__WHAT YOU ARE ASKED TO DO__
Copy out the rows below word for word, beginning with the line that contains "like x=680 y=814." and continuing through the line that contains "x=201 y=711", with both of those lines included.

[Items from a data source]
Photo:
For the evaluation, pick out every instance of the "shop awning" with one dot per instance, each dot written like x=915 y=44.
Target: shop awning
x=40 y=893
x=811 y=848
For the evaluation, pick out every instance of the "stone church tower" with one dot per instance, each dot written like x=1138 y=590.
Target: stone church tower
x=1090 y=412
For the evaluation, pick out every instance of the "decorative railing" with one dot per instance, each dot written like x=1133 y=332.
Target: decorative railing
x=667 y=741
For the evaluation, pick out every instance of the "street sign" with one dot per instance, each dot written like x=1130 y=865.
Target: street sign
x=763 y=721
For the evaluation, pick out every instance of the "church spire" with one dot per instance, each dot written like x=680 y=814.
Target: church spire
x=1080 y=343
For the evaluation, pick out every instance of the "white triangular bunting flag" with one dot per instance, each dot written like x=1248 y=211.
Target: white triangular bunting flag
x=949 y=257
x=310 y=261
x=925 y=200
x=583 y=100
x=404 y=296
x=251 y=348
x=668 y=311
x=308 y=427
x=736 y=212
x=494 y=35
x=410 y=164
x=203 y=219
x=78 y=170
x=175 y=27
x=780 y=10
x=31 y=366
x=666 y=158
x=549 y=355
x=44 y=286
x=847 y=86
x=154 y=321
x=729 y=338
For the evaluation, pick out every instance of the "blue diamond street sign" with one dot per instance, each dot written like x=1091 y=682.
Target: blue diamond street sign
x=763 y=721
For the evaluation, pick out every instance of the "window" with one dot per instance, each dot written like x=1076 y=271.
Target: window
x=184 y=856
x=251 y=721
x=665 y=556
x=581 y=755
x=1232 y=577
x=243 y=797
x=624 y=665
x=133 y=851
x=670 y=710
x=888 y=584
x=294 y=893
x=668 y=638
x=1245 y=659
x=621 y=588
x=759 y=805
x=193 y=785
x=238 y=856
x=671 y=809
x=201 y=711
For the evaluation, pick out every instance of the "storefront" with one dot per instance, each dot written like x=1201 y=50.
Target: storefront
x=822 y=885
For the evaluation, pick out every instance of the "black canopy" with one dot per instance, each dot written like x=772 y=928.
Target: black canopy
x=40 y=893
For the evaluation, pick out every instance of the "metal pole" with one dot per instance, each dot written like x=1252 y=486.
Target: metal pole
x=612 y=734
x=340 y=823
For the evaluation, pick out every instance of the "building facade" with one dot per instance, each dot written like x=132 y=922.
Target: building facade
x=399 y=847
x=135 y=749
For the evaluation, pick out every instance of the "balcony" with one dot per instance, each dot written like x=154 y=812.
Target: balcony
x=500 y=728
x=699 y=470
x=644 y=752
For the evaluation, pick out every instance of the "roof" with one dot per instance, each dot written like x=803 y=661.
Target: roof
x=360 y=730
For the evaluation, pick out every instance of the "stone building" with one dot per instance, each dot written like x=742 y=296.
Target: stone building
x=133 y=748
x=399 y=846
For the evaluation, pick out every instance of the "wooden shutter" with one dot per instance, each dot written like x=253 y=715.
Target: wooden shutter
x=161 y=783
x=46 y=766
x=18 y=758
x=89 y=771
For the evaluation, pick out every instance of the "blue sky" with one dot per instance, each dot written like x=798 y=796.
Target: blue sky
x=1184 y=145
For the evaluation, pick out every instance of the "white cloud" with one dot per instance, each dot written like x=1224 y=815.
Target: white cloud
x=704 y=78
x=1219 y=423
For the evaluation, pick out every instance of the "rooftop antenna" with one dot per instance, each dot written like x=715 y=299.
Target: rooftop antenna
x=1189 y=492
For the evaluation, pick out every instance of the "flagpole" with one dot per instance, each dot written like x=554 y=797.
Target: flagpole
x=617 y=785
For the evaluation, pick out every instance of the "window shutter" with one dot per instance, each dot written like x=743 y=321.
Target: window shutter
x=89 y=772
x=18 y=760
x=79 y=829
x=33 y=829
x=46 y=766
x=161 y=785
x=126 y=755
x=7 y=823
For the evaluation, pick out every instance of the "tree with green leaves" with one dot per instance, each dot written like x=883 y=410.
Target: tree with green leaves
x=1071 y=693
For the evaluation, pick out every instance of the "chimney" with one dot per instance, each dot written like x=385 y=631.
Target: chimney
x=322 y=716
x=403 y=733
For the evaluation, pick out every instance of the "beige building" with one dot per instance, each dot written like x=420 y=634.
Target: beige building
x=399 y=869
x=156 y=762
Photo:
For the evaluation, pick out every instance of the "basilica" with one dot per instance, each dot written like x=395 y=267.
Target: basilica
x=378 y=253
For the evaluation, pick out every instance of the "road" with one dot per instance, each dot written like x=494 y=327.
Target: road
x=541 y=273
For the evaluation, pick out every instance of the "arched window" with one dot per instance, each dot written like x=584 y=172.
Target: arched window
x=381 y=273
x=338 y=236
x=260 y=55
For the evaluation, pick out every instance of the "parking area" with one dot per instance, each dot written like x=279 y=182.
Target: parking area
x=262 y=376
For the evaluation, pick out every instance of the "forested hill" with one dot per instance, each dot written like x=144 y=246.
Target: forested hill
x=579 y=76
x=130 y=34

__RESULT OF THIS EXERCISE__
For the evaluation, pick out every instance of the "church spire" with one dot per instance, each dot written like x=680 y=814.
Target: church spire
x=1080 y=343
For the evaluation, pick out every instance of the "white triangular bunting flag" with one dot per instance, each dot written like x=1248 y=211.
Target: white triangular bunting flag
x=949 y=257
x=310 y=261
x=925 y=200
x=583 y=100
x=404 y=296
x=251 y=348
x=668 y=311
x=308 y=427
x=736 y=212
x=494 y=35
x=410 y=164
x=203 y=219
x=78 y=170
x=175 y=27
x=780 y=10
x=31 y=366
x=666 y=158
x=549 y=355
x=44 y=286
x=847 y=86
x=154 y=321
x=729 y=338
For the evaluation, pick out every instance of the "blue diamond street sign" with one dot per instance, each dot written like x=1091 y=682.
Target: blue diamond street sign
x=763 y=721
For the evaluation, pick out every instance of the "window" with one dot per instance, each dot written like x=1076 y=271.
Target: window
x=184 y=856
x=251 y=721
x=665 y=556
x=581 y=755
x=1232 y=577
x=243 y=797
x=624 y=665
x=133 y=851
x=670 y=710
x=888 y=584
x=294 y=893
x=668 y=638
x=1245 y=659
x=621 y=588
x=759 y=805
x=193 y=785
x=238 y=856
x=671 y=809
x=201 y=711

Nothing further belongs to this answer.